### EXCERPT
⭐PART 6 — The Procedure That Made Everything Worse
When you’ve lived with pain long enough, hope becomes something you don’t trust — but still cling to anyway.
So when the same doctor who inserted the IUD that perforated my uterus suggested an endometrial ablation, I listened. I didn’t trust her — I didn’t trust anyone at that point — but I was desperate. After decades of bleeding, pain, and dismissal, even a harmful doctor promising relief sounded like a lifeline.
It wasn’t a new beginning.
It was exhaustion disguised as hope.
This doctor had already caused me harm, but she talked about ablation like it was the solution she’d been holding back. The fix. The cure. The thing that would finally give me my life back.
I wanted to believe her more than I wanted to doubt her.
The Ablation That Betrayed Me
She performed the endometrial ablation and inserted Nexplanon during the same course of treatment. I remember lying there afterward, imagining a life where pain wasn’t my default state — where I could wake up and not brace myself for the day ahead.
But instead of relief, the pain escalated.Instead of healing, something inside me unraveled.
The ablation didn’t stop the bleeding.
Nexplanon didn’t stop the bleeding either.
It wasn’t until progesterone was added on top of Nexplanon that the bleeding finally stopped — not because the ablation worked, but because my body needed multiple hormonal barricades in place just to function.
The bleeding ended.
The damage did not.
My uterus was quieter, but it wasn’t healed.
I wasn’t living — I was enduring.

### DATASET ENTRIES
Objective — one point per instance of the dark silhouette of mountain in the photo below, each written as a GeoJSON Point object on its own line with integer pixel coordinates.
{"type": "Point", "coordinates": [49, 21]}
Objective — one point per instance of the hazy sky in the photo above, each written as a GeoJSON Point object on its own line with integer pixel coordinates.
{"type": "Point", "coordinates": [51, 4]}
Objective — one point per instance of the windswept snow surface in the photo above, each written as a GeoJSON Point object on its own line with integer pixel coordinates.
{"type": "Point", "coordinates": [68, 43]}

* * *

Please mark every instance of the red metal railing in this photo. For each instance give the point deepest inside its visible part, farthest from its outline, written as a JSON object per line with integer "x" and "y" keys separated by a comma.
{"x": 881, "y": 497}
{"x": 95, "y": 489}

### ACTIVITY
List every medical procedure, device, or hormone named in the personal account of the endometrial ablation.

### RESULT
- IUD
- Endometrial ablation
- Nexplanon
- Progesterone